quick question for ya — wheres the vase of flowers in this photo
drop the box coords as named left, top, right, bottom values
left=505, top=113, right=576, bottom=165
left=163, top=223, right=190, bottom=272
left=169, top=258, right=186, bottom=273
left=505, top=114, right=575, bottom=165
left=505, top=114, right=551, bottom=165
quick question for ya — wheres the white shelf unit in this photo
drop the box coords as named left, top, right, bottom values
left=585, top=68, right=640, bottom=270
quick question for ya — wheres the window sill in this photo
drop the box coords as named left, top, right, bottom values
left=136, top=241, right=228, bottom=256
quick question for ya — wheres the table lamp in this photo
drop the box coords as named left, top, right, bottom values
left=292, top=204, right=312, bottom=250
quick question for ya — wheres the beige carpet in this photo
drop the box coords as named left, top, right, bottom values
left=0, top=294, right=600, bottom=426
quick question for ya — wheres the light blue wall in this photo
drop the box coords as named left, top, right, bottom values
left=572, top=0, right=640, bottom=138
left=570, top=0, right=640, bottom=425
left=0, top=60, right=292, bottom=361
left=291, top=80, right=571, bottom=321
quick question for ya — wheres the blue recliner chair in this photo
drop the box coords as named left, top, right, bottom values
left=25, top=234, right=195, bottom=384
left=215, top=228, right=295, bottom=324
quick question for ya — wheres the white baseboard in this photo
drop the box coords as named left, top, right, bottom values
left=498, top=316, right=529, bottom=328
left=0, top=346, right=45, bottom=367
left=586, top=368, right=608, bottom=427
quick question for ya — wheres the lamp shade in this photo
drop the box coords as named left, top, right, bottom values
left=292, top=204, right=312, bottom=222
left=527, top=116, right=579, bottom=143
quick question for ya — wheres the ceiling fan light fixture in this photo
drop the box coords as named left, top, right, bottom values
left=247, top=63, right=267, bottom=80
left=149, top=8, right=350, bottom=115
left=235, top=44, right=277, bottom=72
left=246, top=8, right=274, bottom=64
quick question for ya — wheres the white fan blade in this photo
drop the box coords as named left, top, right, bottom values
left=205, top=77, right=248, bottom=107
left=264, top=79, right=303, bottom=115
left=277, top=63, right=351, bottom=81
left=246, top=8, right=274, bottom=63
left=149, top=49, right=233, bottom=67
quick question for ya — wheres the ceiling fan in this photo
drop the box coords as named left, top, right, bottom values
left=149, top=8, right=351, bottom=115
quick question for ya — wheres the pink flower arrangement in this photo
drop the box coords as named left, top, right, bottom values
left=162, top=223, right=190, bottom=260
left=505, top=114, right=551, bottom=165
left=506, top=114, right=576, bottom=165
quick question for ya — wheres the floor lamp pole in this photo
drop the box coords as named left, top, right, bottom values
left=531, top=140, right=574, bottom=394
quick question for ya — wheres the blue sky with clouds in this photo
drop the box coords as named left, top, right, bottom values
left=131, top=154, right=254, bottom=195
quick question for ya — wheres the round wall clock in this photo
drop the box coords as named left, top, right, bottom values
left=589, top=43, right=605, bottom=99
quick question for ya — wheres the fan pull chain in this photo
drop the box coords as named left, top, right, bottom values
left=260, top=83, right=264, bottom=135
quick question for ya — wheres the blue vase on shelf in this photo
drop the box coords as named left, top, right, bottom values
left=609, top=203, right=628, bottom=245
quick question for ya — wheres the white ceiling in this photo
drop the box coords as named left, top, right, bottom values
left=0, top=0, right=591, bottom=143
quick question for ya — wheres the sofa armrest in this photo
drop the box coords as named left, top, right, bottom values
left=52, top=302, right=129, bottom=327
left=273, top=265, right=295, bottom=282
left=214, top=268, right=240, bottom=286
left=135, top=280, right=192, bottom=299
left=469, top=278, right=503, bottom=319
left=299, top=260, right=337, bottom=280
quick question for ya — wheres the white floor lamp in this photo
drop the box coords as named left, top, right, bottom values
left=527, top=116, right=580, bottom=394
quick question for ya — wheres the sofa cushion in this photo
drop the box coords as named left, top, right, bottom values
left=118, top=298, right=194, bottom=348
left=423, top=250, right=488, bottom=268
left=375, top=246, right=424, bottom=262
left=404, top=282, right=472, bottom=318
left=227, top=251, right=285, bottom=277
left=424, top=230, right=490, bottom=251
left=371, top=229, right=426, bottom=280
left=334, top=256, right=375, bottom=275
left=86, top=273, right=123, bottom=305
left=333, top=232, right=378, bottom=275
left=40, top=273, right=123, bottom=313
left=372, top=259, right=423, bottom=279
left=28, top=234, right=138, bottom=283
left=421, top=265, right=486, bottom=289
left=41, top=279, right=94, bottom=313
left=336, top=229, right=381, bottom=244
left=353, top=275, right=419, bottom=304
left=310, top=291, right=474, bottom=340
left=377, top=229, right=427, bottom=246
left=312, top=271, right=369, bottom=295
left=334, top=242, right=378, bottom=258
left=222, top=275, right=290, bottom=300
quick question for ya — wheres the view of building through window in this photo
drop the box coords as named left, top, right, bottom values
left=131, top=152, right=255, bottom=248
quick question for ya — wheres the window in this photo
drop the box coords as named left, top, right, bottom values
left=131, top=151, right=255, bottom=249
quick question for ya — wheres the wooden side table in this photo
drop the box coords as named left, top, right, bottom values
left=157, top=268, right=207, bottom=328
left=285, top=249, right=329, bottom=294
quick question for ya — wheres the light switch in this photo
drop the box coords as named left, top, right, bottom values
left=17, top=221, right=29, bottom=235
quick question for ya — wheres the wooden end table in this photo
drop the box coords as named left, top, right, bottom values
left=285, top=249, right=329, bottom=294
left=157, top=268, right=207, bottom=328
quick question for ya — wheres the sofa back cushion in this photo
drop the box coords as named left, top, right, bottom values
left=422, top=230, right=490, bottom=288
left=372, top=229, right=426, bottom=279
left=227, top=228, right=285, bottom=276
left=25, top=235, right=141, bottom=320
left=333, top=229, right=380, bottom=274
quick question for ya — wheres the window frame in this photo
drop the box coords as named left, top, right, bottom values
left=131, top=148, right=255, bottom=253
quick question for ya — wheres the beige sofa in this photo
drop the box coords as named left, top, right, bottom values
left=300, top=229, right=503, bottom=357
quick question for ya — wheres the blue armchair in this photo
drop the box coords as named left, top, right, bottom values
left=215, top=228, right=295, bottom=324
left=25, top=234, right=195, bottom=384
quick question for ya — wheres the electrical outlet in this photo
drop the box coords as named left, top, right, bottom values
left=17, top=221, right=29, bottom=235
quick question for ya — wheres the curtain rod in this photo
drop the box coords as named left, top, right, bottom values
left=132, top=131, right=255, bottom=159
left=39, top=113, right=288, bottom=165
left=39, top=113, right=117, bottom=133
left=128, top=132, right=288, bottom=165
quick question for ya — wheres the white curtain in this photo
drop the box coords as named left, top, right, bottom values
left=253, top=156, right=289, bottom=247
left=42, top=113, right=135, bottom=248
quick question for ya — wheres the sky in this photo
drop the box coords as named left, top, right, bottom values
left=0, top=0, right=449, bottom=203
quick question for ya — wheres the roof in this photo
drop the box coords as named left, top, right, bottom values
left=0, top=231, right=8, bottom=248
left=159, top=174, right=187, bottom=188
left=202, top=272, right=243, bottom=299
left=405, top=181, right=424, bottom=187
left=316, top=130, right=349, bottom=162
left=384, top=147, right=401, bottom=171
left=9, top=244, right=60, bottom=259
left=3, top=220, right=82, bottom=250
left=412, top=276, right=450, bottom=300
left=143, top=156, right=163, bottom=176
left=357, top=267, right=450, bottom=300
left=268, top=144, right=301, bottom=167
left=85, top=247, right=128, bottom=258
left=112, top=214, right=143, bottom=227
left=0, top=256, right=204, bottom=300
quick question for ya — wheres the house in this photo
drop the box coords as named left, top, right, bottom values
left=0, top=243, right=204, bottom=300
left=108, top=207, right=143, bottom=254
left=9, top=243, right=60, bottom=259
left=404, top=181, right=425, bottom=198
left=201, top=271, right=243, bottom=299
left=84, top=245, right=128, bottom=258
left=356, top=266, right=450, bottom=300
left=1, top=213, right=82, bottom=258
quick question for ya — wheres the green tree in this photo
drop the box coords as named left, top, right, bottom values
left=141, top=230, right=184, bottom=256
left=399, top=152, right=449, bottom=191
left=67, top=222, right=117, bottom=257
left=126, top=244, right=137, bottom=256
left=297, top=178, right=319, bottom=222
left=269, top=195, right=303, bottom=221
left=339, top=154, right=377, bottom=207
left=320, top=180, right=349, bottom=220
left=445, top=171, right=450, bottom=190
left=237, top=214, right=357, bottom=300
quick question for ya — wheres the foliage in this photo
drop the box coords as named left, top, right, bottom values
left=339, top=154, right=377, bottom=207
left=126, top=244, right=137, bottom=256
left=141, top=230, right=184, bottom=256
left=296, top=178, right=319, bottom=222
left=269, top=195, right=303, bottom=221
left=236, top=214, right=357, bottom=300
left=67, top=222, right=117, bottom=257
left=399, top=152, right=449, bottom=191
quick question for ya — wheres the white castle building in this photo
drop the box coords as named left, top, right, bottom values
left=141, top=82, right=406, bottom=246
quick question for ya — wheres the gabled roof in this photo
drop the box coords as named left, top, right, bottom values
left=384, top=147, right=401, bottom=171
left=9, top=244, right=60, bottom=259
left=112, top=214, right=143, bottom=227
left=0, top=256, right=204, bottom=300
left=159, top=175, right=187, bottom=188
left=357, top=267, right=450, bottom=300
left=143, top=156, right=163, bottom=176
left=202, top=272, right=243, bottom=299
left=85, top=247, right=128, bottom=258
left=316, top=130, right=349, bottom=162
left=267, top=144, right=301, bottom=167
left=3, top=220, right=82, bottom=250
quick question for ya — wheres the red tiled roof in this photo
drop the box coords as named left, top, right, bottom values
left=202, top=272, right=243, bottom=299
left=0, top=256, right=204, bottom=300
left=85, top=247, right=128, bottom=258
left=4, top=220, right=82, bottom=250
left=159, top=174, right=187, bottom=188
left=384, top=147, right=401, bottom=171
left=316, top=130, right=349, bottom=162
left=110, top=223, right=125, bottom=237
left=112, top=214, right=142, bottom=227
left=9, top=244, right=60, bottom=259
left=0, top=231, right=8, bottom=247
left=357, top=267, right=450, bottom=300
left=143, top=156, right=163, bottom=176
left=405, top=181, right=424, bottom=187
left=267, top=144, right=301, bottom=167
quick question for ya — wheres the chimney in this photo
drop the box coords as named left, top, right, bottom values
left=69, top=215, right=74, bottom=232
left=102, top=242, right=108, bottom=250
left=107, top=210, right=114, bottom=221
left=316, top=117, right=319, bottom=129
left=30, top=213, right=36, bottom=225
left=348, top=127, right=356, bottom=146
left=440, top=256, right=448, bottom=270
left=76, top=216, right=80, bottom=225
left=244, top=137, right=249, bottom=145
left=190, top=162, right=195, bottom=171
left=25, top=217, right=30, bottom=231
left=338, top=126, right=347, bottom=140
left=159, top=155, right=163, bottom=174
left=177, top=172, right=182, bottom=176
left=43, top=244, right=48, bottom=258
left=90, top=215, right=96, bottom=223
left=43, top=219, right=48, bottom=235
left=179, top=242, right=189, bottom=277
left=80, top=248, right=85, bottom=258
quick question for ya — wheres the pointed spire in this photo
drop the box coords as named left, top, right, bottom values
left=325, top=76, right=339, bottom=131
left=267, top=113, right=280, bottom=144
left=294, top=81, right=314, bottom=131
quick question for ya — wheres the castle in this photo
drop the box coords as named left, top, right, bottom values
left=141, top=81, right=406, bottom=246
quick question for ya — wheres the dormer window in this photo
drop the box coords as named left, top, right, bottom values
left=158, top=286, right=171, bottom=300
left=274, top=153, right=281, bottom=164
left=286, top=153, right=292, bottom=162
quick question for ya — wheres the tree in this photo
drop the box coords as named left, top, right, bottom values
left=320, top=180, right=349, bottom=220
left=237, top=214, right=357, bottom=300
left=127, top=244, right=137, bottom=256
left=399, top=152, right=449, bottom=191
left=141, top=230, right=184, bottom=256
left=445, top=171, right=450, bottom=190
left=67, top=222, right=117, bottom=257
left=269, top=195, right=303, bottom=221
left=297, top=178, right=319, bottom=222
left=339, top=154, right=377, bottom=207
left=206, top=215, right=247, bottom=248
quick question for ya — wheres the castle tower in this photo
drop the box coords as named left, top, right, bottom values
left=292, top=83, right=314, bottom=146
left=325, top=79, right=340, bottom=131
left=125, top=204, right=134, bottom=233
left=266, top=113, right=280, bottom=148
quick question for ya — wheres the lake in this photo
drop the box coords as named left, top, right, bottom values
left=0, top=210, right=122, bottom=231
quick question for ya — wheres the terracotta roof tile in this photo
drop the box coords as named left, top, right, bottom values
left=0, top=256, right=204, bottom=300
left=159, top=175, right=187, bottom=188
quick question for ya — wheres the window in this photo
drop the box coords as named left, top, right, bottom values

....................

[WHAT THE EXERCISE ASKS] If a line above holds "beige", count it; say how many such lines there are and nothing else.

[RESPONSE FOR THIS EXERCISE] 2